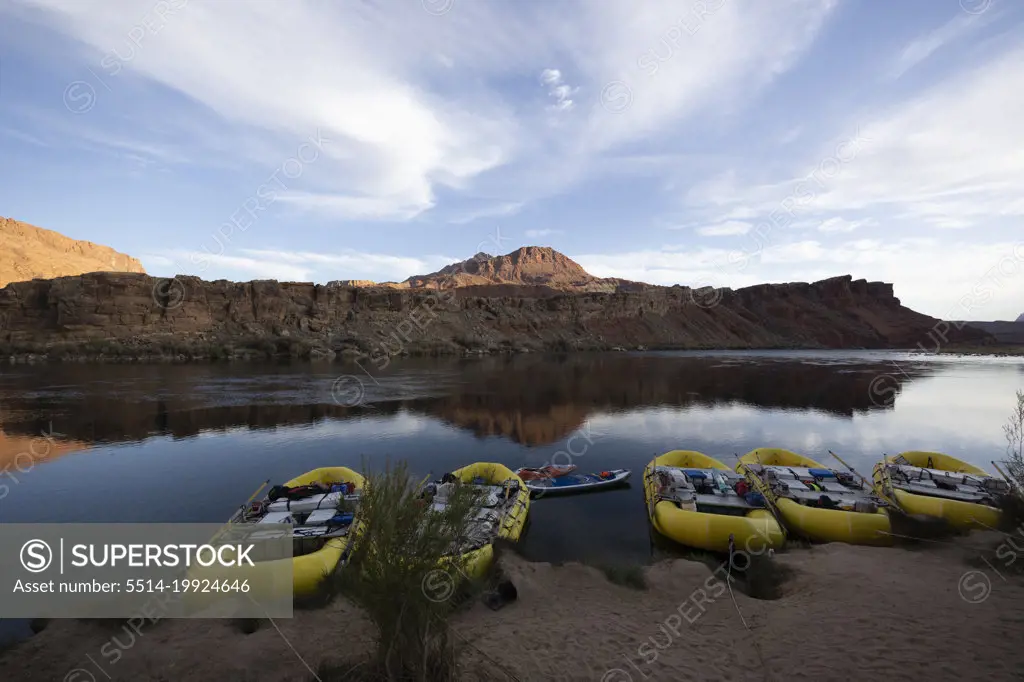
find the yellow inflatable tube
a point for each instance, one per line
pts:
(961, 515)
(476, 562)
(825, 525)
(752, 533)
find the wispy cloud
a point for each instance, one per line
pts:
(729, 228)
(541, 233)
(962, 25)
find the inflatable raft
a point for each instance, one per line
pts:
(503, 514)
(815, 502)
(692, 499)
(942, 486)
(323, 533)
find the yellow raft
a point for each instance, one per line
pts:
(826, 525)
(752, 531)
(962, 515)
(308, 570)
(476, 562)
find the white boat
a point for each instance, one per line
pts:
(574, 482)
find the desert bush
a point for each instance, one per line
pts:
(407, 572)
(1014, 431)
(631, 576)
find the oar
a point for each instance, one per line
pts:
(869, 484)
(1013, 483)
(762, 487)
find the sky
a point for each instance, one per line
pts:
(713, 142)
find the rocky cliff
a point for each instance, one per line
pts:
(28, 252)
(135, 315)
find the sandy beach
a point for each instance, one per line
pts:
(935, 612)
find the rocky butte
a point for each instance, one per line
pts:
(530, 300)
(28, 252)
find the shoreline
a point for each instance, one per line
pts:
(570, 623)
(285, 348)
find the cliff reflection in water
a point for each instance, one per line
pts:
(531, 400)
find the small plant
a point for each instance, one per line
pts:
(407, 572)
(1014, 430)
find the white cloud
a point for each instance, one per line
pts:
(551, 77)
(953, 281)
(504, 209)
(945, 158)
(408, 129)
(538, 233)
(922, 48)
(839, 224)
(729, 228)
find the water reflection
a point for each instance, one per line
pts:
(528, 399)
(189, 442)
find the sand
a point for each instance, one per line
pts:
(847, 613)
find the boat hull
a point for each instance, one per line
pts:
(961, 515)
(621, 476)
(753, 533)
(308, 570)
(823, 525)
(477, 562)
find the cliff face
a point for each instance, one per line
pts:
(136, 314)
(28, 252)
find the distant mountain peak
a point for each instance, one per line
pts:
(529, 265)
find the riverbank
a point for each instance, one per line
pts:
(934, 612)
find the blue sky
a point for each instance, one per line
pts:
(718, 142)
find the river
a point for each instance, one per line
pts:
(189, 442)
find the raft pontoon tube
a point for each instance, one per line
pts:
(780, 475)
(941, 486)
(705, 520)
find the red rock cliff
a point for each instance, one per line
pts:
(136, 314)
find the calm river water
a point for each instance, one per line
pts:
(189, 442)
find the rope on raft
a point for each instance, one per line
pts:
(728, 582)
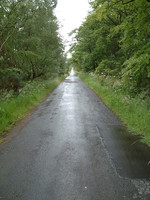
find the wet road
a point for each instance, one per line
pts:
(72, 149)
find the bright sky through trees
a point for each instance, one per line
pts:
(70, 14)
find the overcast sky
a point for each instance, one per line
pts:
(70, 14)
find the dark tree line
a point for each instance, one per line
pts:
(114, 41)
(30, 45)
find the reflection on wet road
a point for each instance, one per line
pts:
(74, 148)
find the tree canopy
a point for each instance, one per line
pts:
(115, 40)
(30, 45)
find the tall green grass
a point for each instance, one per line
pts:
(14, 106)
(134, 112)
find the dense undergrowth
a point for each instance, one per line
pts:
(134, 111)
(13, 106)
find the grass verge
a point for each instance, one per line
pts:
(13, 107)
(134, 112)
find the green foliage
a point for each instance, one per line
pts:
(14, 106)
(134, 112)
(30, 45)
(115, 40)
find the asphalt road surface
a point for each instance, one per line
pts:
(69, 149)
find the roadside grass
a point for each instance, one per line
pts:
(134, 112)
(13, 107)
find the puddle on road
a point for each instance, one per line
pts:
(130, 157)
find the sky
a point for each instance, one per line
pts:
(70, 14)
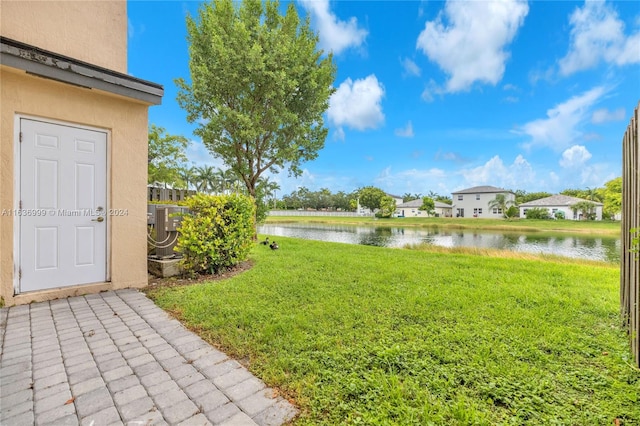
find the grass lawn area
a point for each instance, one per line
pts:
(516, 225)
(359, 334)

------------------------------------------------------------------------

Rewrite all the items above as a numbered list, leaving out any blank lines. Omit the pictures from your answer.

● EXPECTED ANSWER
1. find the yellow inflatable tube
2. a point for each instance, one per line
3. pts:
4. (961, 515)
5. (476, 562)
6. (825, 525)
7. (752, 533)
8. find the wispy cloud
9. a point for each instance, one per line
10. pts:
11. (729, 228)
12. (541, 233)
13. (962, 25)
14. find the inflatable raft
15. a point for each instance, one per line
16. pts:
17. (503, 514)
18. (815, 502)
19. (692, 499)
20. (942, 486)
21. (323, 533)
22. find the yellow raft
23. a point for each instance, one per line
24. pts:
25. (826, 525)
26. (752, 531)
27. (962, 515)
28. (308, 570)
29. (476, 562)
30. find the white boat
31. a point for each instance, one per line
32. pts:
33. (574, 482)
34. find the desert bush
35. a point for each instance, one per line
36. pts:
37. (407, 572)
38. (1014, 431)
39. (631, 576)
40. find the oar
41. a point for each instance, one per line
42. pts:
43. (869, 484)
44. (1013, 483)
45. (762, 487)
46. find the sky
47. a point for each instance, one per line
48. pts:
49. (713, 142)
50. find the rocky cliff
51. a point for each instance, one per line
52. pts:
53. (28, 252)
54. (135, 315)
55. find the sandy beach
56. a point for each instance, one per line
57. pts:
58. (935, 612)
59. find the rocky butte
60. a point for each instance, one per line
61. pts:
62. (530, 300)
63. (28, 252)
64. find the shoreline
65. a point for each instance, one per line
66. pts:
67. (570, 623)
68. (285, 348)
69. find the cliff reflection in water
70. a point for each instance, one per line
71. pts:
72. (531, 400)
73. find the small plant
74. a point for each instance, one per line
75. pts:
76. (407, 572)
77. (1014, 430)
78. find the white cloud
79. a point for each instance, one per line
80. pts:
81. (551, 77)
82. (953, 281)
83. (504, 209)
84. (945, 158)
85. (408, 129)
86. (538, 233)
87. (922, 48)
88. (839, 224)
89. (729, 228)
90. find the water reflection
91. a point for each instance, one per line
92. pts:
93. (528, 399)
94. (189, 442)
95. find the sand
96. a point for each instance, one per line
97. pts:
98. (847, 613)
99. find the boat hull
100. a point for each instance, one per line
101. pts:
102. (961, 515)
103. (621, 476)
104. (753, 533)
105. (308, 570)
106. (823, 525)
107. (477, 562)
108. find the cliff face
109. a point for each instance, one per line
110. pts:
111. (136, 314)
112. (28, 252)
113. find the distant mountain peak
114. a point for each instance, one per line
115. pts:
116. (529, 265)
117. find the riverbank
118. a point for each instance, one per line
119. pts:
120. (934, 612)
121. find the blue sky
122. a point for each instance, one per line
123. pts:
124. (718, 142)
125. find the river
126. a point for each instance, one per line
127. pts:
128. (189, 442)
129. find the raft pontoon tube
130. a point for each instance, one per line
131. pts:
132. (780, 475)
133. (941, 486)
134. (705, 520)
135. find the red rock cliff
136. a point for each instance, one per line
137. pts:
138. (136, 314)
139. find the calm river water
140. a point for each instance, one per line
141. pts:
142. (189, 442)
143. find the rope on raft
144. a point for each instance, one per line
145. pts:
146. (728, 582)
147. find the wet road
148. a point for each instance, one per line
149. pts:
150. (72, 149)
151. find the bright sky through trees
152. a point for each instance, one per line
153. pts:
154. (70, 14)
155. find the overcast sky
156. a point for each instance, one per line
157. pts:
158. (70, 14)
159. find the dark tree line
160. a point for each instance, one per line
161. pts:
162. (114, 41)
163. (30, 45)
164. find the reflection on wet road
165. a point for each instance, one per line
166. pts:
167. (74, 148)
168. find the tree canopy
169. a point for each instance, one per line
170. pts:
171. (115, 40)
172. (30, 45)
173. find the tall green grass
174. a point for each instance, one per line
175. pts:
176. (14, 106)
177. (134, 112)
178. find the dense undergrowth
179. a point for each instance, one per line
180. pts:
181. (134, 111)
182. (13, 106)
183. find the grass verge
184. a point for each instance, one per line
185. pts:
186. (13, 107)
187. (134, 112)
188. find the green foliage
189. a point for each instance, one per line
190. pts:
191. (14, 106)
192. (134, 112)
193. (30, 45)
194. (115, 40)
195. find the asphalt road surface
196. a point for each instance, one per line
197. pts:
198. (69, 149)
199. find the roadside grass
200. a point for each instance, one per line
201. pts:
202. (134, 112)
203. (13, 107)
204. find the puddle on road
205. a point for each instance, one per line
206. pts:
207. (130, 157)
208. find the sky
209. a point for each instance, one per line
210. pts:
211. (70, 14)
212. find the grass lawn area
213. a point for each instance, one per line
214. pts:
215. (516, 225)
216. (359, 334)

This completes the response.